Nothing in the records should differ when you write them out again.
———
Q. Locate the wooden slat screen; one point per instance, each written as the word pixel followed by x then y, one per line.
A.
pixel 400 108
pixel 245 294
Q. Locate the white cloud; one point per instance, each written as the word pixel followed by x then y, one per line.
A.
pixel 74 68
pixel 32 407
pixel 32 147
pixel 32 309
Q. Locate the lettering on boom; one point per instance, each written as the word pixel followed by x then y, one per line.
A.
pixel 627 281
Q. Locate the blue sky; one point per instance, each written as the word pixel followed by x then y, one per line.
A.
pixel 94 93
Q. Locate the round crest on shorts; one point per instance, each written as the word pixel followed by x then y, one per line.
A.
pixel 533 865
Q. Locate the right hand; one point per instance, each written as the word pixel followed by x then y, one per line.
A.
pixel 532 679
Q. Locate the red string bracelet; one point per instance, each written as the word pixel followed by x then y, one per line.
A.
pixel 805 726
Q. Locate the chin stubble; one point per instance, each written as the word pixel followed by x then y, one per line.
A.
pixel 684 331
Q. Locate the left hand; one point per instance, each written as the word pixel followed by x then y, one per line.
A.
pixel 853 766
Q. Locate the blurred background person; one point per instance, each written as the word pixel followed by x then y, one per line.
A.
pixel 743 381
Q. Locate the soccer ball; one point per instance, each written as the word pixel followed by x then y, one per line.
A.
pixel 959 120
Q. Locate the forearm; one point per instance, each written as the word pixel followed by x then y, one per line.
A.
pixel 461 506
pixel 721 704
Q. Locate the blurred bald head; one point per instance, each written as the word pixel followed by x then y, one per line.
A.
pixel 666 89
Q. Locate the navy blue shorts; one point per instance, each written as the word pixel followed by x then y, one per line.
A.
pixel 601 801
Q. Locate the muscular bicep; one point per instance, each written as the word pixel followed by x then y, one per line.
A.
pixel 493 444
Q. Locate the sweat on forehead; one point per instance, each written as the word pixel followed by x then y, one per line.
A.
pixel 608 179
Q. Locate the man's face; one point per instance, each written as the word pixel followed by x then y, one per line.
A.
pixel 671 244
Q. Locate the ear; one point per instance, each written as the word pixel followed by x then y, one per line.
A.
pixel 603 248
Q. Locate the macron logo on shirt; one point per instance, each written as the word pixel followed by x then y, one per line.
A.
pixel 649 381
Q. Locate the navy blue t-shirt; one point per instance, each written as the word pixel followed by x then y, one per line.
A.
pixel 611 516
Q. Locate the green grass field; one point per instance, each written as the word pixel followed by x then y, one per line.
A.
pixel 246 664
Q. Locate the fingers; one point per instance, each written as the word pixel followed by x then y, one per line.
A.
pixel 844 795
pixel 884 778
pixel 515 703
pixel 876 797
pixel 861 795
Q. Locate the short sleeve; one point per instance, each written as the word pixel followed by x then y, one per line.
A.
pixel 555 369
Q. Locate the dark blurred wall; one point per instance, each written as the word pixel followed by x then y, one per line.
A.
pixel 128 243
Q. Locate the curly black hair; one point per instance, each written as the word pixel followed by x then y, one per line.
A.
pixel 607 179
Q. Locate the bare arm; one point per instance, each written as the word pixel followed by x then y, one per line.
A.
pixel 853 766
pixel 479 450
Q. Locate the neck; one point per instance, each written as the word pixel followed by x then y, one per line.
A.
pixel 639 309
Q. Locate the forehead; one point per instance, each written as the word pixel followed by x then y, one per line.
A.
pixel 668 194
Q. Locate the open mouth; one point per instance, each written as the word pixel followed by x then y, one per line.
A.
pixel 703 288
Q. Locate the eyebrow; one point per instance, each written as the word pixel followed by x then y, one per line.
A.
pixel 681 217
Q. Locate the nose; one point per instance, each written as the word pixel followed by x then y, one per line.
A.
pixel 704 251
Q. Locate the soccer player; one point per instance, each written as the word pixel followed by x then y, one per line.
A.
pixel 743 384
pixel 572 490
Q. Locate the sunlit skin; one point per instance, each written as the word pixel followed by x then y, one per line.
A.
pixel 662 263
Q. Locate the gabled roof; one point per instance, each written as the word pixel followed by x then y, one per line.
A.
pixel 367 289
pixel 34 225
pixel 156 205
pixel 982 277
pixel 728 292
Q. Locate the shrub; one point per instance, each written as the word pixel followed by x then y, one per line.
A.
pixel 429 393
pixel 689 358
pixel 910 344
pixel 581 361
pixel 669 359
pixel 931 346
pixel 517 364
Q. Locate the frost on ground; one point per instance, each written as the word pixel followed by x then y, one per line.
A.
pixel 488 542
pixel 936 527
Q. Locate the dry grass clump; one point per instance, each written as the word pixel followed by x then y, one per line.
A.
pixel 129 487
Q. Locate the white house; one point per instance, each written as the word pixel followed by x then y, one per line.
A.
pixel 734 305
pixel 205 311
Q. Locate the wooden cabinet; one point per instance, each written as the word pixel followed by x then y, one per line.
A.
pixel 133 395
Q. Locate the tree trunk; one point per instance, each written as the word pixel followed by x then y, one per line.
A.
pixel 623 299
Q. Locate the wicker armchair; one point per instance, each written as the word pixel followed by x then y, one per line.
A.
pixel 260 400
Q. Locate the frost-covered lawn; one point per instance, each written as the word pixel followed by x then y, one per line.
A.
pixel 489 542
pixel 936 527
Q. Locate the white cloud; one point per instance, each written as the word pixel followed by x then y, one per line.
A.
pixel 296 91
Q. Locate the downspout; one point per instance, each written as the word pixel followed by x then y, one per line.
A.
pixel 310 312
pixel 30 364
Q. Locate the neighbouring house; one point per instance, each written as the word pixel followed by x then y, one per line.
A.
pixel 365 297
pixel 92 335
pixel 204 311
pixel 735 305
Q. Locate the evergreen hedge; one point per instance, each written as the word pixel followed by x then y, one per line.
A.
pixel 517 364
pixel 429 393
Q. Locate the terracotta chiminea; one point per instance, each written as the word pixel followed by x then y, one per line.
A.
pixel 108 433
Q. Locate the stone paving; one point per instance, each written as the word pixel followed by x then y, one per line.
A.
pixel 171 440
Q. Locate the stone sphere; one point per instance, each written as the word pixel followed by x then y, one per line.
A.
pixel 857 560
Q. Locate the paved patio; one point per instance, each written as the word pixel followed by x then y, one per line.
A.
———
Exercise answer:
Q. Locate the wooden slat screen; one point per instance, each written as the word pixel followed by x then y, one per line.
A.
pixel 400 108
pixel 245 294
Q. Locate the white cloud; one point per instance, each written as the word pixel followed by x then y, one per line.
A.
pixel 74 68
pixel 32 407
pixel 32 147
pixel 32 309
Q. Locate the lettering on boom; one point per instance, each written as the word pixel followed by x then y, one per line.
A.
pixel 627 281
Q. Locate the blue sky; one point per instance, each written as the word pixel followed by x then y, one per line.
A.
pixel 94 93
Q. Locate the round crest on shorts; one point per instance, each written as the word pixel followed by x then y, one per line.
A.
pixel 533 865
Q. Locate the right hand; one point per instance, each written as the word pixel followed by x then y, one per line.
A.
pixel 532 679
Q. Locate the red string bracelet; one point per instance, each written as the word pixel followed by x then y, one per line.
A.
pixel 805 726
Q. Locate the chin stubble; one point per instance, each written as the word pixel followed by x then y, one per line.
A.
pixel 684 331
Q. Locate the left hand; one point per instance, each written as the word pixel followed by x then y, one per line.
A.
pixel 853 766
Q. Locate the blurred background person; one point per instance, each written as the word pixel followed by x then y, one per line.
A.
pixel 743 381
Q. Locate the soccer ball; one point per instance, each written as the word pixel followed by x then y, one per line.
A.
pixel 959 120
Q. Locate the forearm; one point per instance, each written as the word pixel followed by x then y, one per line.
A.
pixel 461 506
pixel 721 704
Q. Locate the blurred bald head; one point per instance, each written as the word pixel followed by x then y, one per line.
A.
pixel 666 89
Q. Locate the navy blue shorts; one point per instance, each written as the word pixel followed by x then y, one per line.
A.
pixel 601 801
Q. Locate the muscular bicep; one point per instance, each written as the word pixel followed by x then y, one per line.
A.
pixel 493 444
Q. Locate the sweat on forehead; one point per instance, each written as the word pixel followed by x then y, one per line.
A.
pixel 608 179
Q. Locate the man's face; one point per instance, each written as the word pixel followed by x then y, one per line.
A.
pixel 671 244
Q. Locate the ear; one point per instance, each written as the word pixel followed by x then y, one per line.
A.
pixel 603 248
Q. Locate the macron logo on shirt; one point per instance, each written as the word pixel followed by x then y, one per line.
A.
pixel 649 381
Q. Locate the navy blue t-shirt; one point per instance, each written as the word pixel followed by x then y, one per line.
A.
pixel 611 516
Q. Locate the green grass field; one point per instance, each written as the word pixel followed by x then y, one per line.
A.
pixel 246 664
Q. Locate the fingers; one point per instance, each written as the word pixel followed by x then y, one per line.
A.
pixel 844 795
pixel 884 778
pixel 515 703
pixel 876 797
pixel 861 795
Q. Locate the short sleeve; one point per instance, each written as the word pixel followed by x then y, one per line.
A.
pixel 555 369
Q. Locate the dark blurred wall; one point per instance, each written as the word pixel followed by x then y, one per line.
A.
pixel 128 243
Q. Locate the curly black hair; one point per instance, each written as the word pixel followed by x then y, one per line.
A.
pixel 607 179
Q. Locate the bare arm; one point per instance, each written as the word pixel followed by x then y, one per line.
A.
pixel 853 766
pixel 479 450
Q. Locate the neck; one point per instance, each written as the word pixel followed by x then y, one per line.
A.
pixel 639 309
Q. Locate the forehead; one point per instance, each written as the word pixel followed by x then y, one per line.
A.
pixel 668 194
Q. Locate the open mouth; one point per instance, each written as the word pixel followed by x then y, one per line.
A.
pixel 703 288
Q. Locate the eyebrow; one point per instance, each written as the word pixel followed by x then y, one per line.
A.
pixel 681 217
Q. Locate the nose; one point per instance, each written as the word pixel followed by x then y, one per line.
A.
pixel 704 251
Q. Locate the soccer player; one point per instance, each written as the word pixel followed by x then y, one per line.
A.
pixel 743 384
pixel 572 490
Q. Locate the sunlit skin; one point per instance, each written as the word pixel followed by x then y, one per line.
A.
pixel 662 263
Q. Locate the gabled roof; one point per instance, each written as the word pixel followed by x then y, one per line.
A.
pixel 367 289
pixel 34 225
pixel 156 205
pixel 982 277
pixel 728 292
Q. Locate the shrub; one point per instance, each written as the word pixel followed by x then y, one per line.
A.
pixel 429 393
pixel 689 358
pixel 910 344
pixel 581 361
pixel 669 359
pixel 931 346
pixel 517 364
Q. Locate the frost on ground; one point per instance, each written as the word pixel followed by x then y, one per line.
A.
pixel 488 542
pixel 936 527
Q. Locate the dry grass clump; one point per instance, each written as the word pixel followed by x then y, one per line.
A.
pixel 129 487
Q. Locate the white house; one point per instance, each written as the word pixel followed by x then y, one per line.
A.
pixel 734 305
pixel 205 311
Q. Locate the wooden cabinet; one point per instance, each written as the word pixel followed by x then y, one per line.
A.
pixel 133 395
Q. Locate the tree trunk; one point per instance, each written as the word pixel followed by x then y, one per line.
A.
pixel 623 299
Q. Locate the wicker armchair; one point per instance, each written as the word pixel followed by x then y, one per line.
A.
pixel 260 400
Q. Locate the frost-covered lawn; one point per instance, each written as the word pixel followed by x then y, one per line.
A.
pixel 489 542
pixel 936 527
Q. Locate the white cloud; one point per instance, each written as the word pixel followed by x then y, one per line.
A.
pixel 296 91
Q. Locate the downspout; one point per instance, each written as the word pixel followed by x then y, one per line.
A.
pixel 310 312
pixel 30 364
Q. Locate the neighbouring house; one point per instance, each written as the word pixel followed by x then y, one per line.
A.
pixel 365 297
pixel 92 335
pixel 204 311
pixel 735 305
Q. Locate the evergreen hedge; one point per instance, each written as the word pixel followed by x then y, one per line.
A.
pixel 517 364
pixel 429 393
Q. Locate the terracotta chiminea; one point per instance, each written as the word pixel followed by x then y, one per line.
A.
pixel 108 433
Q. Locate the stone paving; one point per instance, each written as the word pixel followed by x then y, one per line.
A.
pixel 171 440
Q. Locate the stone sphere; one point per instance, each written as the word pixel followed by x then y, one per line.
A.
pixel 857 560
Q. Locate the paved patio; one point per instance, each written as the word pixel followed by x then y, one per line.
A.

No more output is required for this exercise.